STATED TASK:
Rewrite the listing below, replacing every "Practice task" with "Exercise" and leaving everything else unchanged. Leave the pictures out of your version.

DATA TO USE:
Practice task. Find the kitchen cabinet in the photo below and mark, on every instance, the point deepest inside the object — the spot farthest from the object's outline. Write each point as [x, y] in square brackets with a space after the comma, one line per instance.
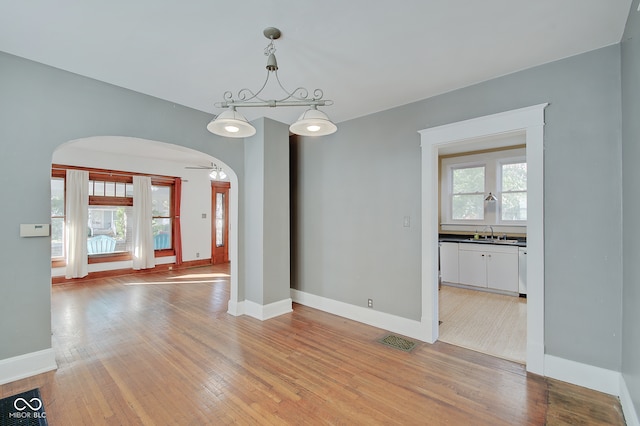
[449, 262]
[488, 266]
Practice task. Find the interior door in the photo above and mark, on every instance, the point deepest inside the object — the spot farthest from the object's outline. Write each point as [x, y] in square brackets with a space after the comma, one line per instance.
[220, 222]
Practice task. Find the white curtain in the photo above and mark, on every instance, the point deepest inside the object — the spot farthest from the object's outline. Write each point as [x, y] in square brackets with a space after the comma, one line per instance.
[143, 254]
[77, 213]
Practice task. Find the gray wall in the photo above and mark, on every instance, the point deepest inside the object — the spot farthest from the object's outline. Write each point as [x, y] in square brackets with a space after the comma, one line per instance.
[631, 206]
[41, 108]
[267, 242]
[352, 190]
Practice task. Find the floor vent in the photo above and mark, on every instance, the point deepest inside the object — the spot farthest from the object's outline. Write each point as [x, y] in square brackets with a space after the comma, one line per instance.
[397, 342]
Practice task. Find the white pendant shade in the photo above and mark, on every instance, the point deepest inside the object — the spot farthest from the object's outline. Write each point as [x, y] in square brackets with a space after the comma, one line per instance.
[231, 124]
[313, 123]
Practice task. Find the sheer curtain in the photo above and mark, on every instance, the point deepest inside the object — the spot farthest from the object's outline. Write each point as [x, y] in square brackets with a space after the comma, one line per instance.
[143, 252]
[77, 212]
[177, 229]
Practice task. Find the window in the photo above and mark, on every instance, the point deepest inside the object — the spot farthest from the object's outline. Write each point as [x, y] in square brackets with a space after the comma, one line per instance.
[467, 193]
[513, 199]
[57, 218]
[466, 180]
[109, 228]
[161, 223]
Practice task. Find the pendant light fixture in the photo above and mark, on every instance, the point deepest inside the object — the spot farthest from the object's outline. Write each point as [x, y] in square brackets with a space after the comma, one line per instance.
[312, 122]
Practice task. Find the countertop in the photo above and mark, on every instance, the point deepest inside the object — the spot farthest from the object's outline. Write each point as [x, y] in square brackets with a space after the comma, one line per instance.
[510, 241]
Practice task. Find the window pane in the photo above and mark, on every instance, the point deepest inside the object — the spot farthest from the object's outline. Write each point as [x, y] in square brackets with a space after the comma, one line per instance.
[110, 229]
[514, 177]
[514, 206]
[98, 188]
[468, 180]
[161, 198]
[110, 189]
[57, 197]
[161, 234]
[57, 237]
[120, 189]
[468, 207]
[219, 219]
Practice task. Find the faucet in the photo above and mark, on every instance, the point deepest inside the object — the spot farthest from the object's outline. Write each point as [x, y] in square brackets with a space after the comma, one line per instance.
[490, 227]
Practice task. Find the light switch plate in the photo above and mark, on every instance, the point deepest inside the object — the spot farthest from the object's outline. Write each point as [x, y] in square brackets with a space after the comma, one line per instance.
[34, 229]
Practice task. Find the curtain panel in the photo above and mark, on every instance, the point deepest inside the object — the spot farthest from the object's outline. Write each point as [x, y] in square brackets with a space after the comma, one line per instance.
[143, 250]
[77, 212]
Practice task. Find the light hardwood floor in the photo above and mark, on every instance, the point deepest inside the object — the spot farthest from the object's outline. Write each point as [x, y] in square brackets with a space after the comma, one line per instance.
[490, 323]
[160, 349]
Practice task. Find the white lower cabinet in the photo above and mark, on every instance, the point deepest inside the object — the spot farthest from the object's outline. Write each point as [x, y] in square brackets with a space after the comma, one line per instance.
[488, 266]
[449, 262]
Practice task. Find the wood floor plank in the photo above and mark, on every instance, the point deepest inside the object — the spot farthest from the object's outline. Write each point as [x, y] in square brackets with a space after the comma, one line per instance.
[159, 348]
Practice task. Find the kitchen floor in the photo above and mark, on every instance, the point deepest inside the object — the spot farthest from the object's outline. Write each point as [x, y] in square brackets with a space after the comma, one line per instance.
[490, 323]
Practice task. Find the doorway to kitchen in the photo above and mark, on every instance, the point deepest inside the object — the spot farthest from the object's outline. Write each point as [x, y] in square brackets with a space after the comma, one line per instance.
[219, 222]
[462, 135]
[482, 228]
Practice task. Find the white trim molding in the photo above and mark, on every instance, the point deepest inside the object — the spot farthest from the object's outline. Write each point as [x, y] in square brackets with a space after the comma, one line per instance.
[587, 376]
[410, 328]
[596, 378]
[27, 365]
[463, 135]
[235, 308]
[265, 312]
[630, 413]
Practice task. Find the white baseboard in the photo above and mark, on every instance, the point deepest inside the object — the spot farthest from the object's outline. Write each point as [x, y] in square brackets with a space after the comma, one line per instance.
[587, 376]
[265, 312]
[630, 414]
[235, 308]
[27, 365]
[407, 327]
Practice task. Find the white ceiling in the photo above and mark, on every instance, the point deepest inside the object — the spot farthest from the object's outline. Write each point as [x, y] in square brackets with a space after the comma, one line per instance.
[366, 55]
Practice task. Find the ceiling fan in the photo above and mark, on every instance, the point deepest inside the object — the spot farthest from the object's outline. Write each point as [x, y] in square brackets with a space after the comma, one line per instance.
[216, 172]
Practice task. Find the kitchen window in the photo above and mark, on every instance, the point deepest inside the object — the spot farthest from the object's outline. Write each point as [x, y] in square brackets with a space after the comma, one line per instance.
[467, 179]
[513, 194]
[467, 193]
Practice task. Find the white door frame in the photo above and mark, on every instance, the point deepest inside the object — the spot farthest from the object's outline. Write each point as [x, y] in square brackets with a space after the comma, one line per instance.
[529, 120]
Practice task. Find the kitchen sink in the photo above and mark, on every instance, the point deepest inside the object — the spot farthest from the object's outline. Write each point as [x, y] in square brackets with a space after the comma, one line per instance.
[489, 241]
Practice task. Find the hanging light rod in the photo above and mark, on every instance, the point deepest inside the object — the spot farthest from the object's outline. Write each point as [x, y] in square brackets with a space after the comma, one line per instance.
[312, 122]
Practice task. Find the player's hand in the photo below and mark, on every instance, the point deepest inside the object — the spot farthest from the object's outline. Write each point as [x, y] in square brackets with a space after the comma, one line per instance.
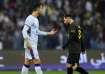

COMPLETE OUTPUT:
Exercise. Find the kitchen cabinet in the photo below and mark, on every instance, the point deepest inside the object — the spot farthest from the object's outline. Write each point as [x, y] in square brackets with a space after the comma, one line per instance.
[449, 262]
[488, 266]
Exercise. Find the interior door in the photo above and mark, on every instance, the point deepest inside the object — the spot farthest from the object's outline. Write each point as [x, y] in square brackets with a space after the comma, one line per instance.
[220, 222]
Exercise. Find the white curtain in the photo above and mark, on every instance, the point deepest inside the object — the spot farthest from the object's outline. Write each point as [x, y] in square brackets with a space after the comma, one line per instance.
[143, 254]
[77, 213]
Exercise. Find the gray wall in the photo above and mark, on every instance, the point deepest inside the object — the spot farthest from the object's outline. Write each point as [x, y] in square brackets with a space after the comma, one line per instance.
[631, 206]
[41, 108]
[267, 242]
[352, 190]
Exercise. Find the floor vent in the photo above and mark, on every instance, the point deepest inside the object — the spot farthest from the object's outline. Write each point as [x, y] in square brackets with a space after the comma, one line per instance.
[397, 342]
Exercise. Find the white pendant shade in the photo above and mark, on every instance, the point deepest inside the object — the spot farthest from the object's outline. Write each point as [x, y] in square brackets with a space after the comma, one line per instance.
[231, 124]
[313, 123]
Exercise. Find the sheer curtain in the photo above and mark, on every instance, the point deepest inside the object — the spot farthest from the object's outline. Write each point as [x, y] in square brackets with a space after the comma, one line per instance.
[143, 252]
[77, 212]
[177, 229]
Exercise. Find the window in the photo above and mark, on every instance, the point deepest inside the object — the spot farthest from the object's outline. Write each point as [x, y] in square brackets with a space after the comma, one line per instance.
[467, 193]
[513, 199]
[57, 218]
[466, 180]
[109, 228]
[161, 223]
Exercise. Find the pendant light fixture in the photo above and mark, on every instance, the point deepest inside the object — the spot farthest from the object's outline. Write each point as [x, y] in square brackets with a space after the comma, one line per instance.
[312, 122]
Exercise. Find the countertop in the photo above and mark, on every instance, the point deepest inside the object — the spot farthest from the object's outline. Write each point as [x, y] in square brackets with a space after the comma, one line per instance.
[510, 241]
Exercise. Find the window pane in the photo above and mark, on every instance, the point deepest inside the object — the spot farthest from the object's outline. Write each point as [x, y] in square brackets with a space after the comma, one line per instance.
[110, 229]
[514, 177]
[514, 206]
[98, 188]
[468, 180]
[161, 198]
[110, 189]
[57, 197]
[161, 234]
[57, 237]
[120, 189]
[468, 207]
[219, 219]
Exercise. Find the faucet in the photo above and mark, on every instance, the point deepest inside the object — the spot farthest from the object's outline. Write each point as [x, y] in square brackets with a space after the comma, one line per instance.
[490, 227]
Exercise. Find the light switch plate in the photo above and mark, on every instance, the point deepest inside the object — the spot farthest from the object's outline. Write each point as [x, y] in square brackets with a space after the comma, one line per instance.
[34, 229]
Exercise. Find the curtain panel in the photo above and mark, on every instance, the point deepest inside the object — the spot farthest from the object's outline. Write each point as [x, y] in square brackets with a space after the comma, one line per instance.
[143, 250]
[77, 212]
Exercise. Find the light hardwood floor in the photo above and mark, on every instance, the point deepest inside the object — the spot farthest from the object's outline. Write each point as [x, y] in square brackets with a space after the comma, one line per instance.
[490, 323]
[160, 349]
Exercise. Find the white lower cabinet in the photo above and mark, on every instance, the point deepest inside the object — the spot farthest from the object's outline. Write each point as [x, y] in square brackets with a space after the comma, one line per instance.
[488, 266]
[449, 262]
Exercise. Find the wood floor plank in the photo above and mark, on every instance, the point deepest inside the object — the spot farthest from the object's outline. Write each point as [x, y] in square brackets with a space after the comma, one line per instance.
[159, 348]
Exercise. Find the kitchen floor in the photo above and mark, on every instance, the point deepest inside the object — the spot farthest from the object's outline. Write each point as [x, y] in square brackets with a space after the comma, one line per instance.
[490, 323]
Exercise. Find the doorway to kitchen in the photo above and mark, on every instance, the point deepest inside the object — the spot farthest from the object's outline. Write each point as [x, y] in square brackets with a space after the comma, one line per instance.
[219, 222]
[462, 135]
[482, 228]
Exercise. Find the white trim molding in the photo above and mark, on every instance, the point deepest inside the object — the spot farthest from the object's outline. Write each point as [x, y] in square brackets with a space after the comma, one line per instance.
[587, 376]
[410, 328]
[596, 378]
[27, 365]
[463, 135]
[235, 308]
[265, 312]
[630, 413]
Exercise. Find the white baseboard in the photo above and mark, on every instance, the point deepest inside the object — the spot farthest from the object's outline. Write each point as [x, y] in square brackets with a space after the comma, one line per instance.
[587, 376]
[265, 312]
[630, 414]
[235, 308]
[27, 365]
[407, 327]
Exercise. Find the white ceiling in the photo above and mark, on every instance, the point deepest inside the object — the spot farthest from the object's outline. Write each point as [x, y] in square brackets with a space after the comma, one line per instance.
[366, 55]
Exercise. Find the ceiling fan in the photo above and mark, on every instance, the point deepest inside the object — the spot farthest from the object's outline. Write each point as [x, y] in square brackets with a space after the comma, one line per instance.
[216, 172]
Exercise. Find the kitchen window in the photo above and mark, on every instance, the point deepest inside the object — the spot farthest from the object's outline. Write each point as [x, y] in square brackets with a space after the comma, one line per instance.
[467, 179]
[513, 194]
[467, 193]
Exercise. Find the white door frame in the photo above and mark, on every instance, the point deepest inside the object — the spot farthest from the object's outline. Write each point as [x, y] in square brackets with a space after the comma, one line per instance.
[529, 120]
Exercise. Find the kitchen sink in the photo above and mark, on every instance, the point deepest inside the object — the spot farthest from the object's outline. Write each point as [x, y] in square brackets with a space after the comma, one line per instance.
[489, 241]
Exercise. Find the hanging light rod in the photo above and mark, on every instance, the point deepest inside the object — the spot farthest from the object's outline. Write each point as [x, y] in square brackets with a space after the comma, one line per instance.
[312, 122]
Exercise. Find the player's hand in the photo below and mark, on every instance, the point deepest inside the object — the spot farthest from the object's outline. Write each point as [x, y] in square brackets with a space after the comma, one line per instance.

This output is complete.